Point localization data:

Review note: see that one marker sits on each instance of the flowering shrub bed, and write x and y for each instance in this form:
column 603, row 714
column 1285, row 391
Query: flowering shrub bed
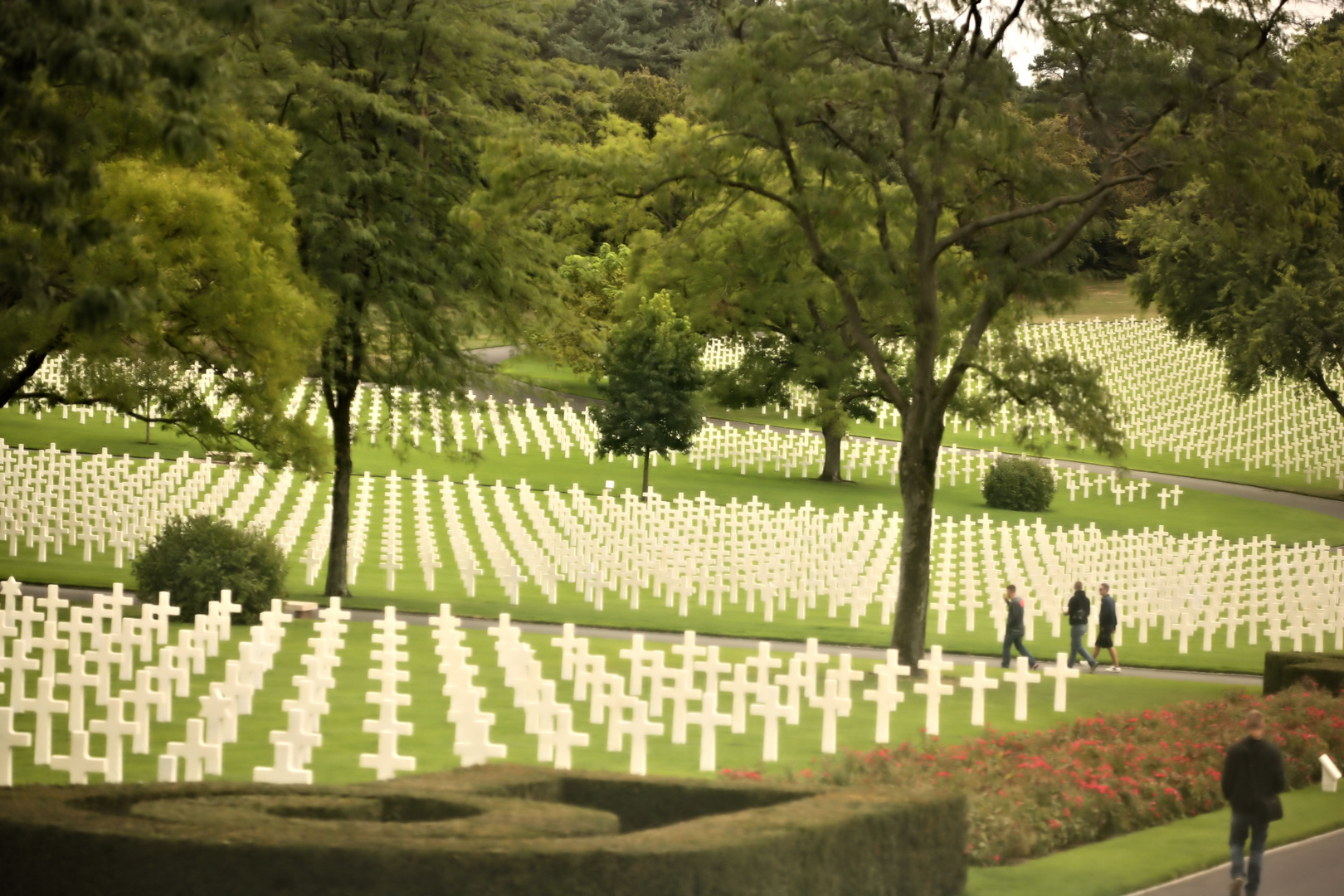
column 1031, row 794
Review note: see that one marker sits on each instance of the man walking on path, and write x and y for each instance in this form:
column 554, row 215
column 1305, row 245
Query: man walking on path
column 1079, row 607
column 1107, row 625
column 1016, row 627
column 1253, row 778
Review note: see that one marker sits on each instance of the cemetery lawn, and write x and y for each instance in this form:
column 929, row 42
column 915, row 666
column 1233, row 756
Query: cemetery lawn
column 1199, row 512
column 542, row 373
column 338, row 759
column 1114, row 868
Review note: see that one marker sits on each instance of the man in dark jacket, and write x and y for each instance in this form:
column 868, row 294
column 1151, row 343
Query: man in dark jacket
column 1079, row 607
column 1253, row 777
column 1107, row 624
column 1016, row 627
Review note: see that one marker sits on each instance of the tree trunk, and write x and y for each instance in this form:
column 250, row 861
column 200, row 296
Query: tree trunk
column 918, row 460
column 834, row 433
column 923, row 425
column 339, row 398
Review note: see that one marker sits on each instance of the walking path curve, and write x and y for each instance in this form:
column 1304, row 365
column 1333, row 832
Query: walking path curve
column 1307, row 868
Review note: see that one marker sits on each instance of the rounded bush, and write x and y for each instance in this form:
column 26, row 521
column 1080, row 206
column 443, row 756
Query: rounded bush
column 1019, row 485
column 195, row 557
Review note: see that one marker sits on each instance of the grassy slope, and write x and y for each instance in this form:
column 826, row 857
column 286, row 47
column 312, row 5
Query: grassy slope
column 1172, row 850
column 338, row 759
column 1199, row 512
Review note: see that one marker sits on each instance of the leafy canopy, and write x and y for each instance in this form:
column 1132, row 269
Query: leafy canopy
column 654, row 375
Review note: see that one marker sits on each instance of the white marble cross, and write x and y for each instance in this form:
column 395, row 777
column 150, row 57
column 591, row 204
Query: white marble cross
column 710, row 720
column 933, row 688
column 8, row 740
column 1022, row 676
column 80, row 763
column 113, row 728
column 811, row 660
column 888, row 694
column 772, row 711
column 830, row 705
column 1062, row 674
column 197, row 752
column 979, row 683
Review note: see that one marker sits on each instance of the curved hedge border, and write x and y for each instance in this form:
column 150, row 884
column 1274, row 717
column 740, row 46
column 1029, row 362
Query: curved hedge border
column 483, row 832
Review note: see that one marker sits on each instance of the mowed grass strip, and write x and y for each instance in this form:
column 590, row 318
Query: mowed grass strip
column 431, row 742
column 1149, row 857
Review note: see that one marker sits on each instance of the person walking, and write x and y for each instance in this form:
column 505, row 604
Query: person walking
column 1253, row 778
column 1016, row 627
column 1107, row 625
column 1079, row 607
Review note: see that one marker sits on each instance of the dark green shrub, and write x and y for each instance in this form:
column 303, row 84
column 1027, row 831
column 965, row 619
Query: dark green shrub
column 1019, row 485
column 197, row 557
column 491, row 830
column 1278, row 674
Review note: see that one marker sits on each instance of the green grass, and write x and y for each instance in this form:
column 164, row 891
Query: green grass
column 338, row 759
column 1149, row 857
column 1108, row 299
column 1199, row 512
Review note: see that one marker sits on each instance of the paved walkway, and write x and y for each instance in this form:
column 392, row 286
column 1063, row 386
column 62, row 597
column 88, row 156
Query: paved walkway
column 1307, row 868
column 85, row 596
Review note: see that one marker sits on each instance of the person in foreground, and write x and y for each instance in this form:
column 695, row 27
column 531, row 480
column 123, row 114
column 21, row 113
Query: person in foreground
column 1107, row 625
column 1016, row 627
column 1253, row 778
column 1079, row 607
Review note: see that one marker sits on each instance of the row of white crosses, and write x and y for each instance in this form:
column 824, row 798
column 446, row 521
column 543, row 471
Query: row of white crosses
column 108, row 640
column 709, row 555
column 52, row 500
column 472, row 724
column 1174, row 401
column 1171, row 395
column 706, row 694
column 56, row 373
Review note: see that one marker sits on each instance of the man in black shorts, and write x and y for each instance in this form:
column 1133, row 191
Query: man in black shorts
column 1107, row 624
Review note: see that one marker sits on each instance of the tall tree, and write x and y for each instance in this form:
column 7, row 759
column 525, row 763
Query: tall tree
column 396, row 105
column 746, row 273
column 629, row 35
column 652, row 363
column 58, row 61
column 1246, row 257
column 894, row 143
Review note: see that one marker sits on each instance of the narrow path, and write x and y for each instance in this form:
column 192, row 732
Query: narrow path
column 85, row 596
column 1307, row 868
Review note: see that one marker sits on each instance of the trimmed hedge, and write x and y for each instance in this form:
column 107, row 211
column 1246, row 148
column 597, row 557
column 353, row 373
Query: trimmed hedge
column 1280, row 672
column 494, row 830
column 1015, row 484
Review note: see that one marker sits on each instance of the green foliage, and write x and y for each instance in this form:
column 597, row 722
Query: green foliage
column 194, row 558
column 644, row 99
column 1246, row 254
column 654, row 373
column 1019, row 485
column 208, row 253
column 940, row 212
column 1278, row 665
column 527, row 828
column 593, row 286
column 629, row 35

Assignment:
Only one stretch of the data above is needed. Restate it word for word, from the line containing "of the leafy" through the line containing "column 591, row 204", both ends included.

Result of this exercise:
Review note: see that one marker sits on each instance of the leafy canopy, and write x and y for each instance in this form:
column 1132, row 269
Query: leafy canopy
column 654, row 375
Review note: see that one marker sits on each instance of the white marble cross, and write x and y for each instance in this form:
column 395, row 777
column 150, row 57
column 591, row 204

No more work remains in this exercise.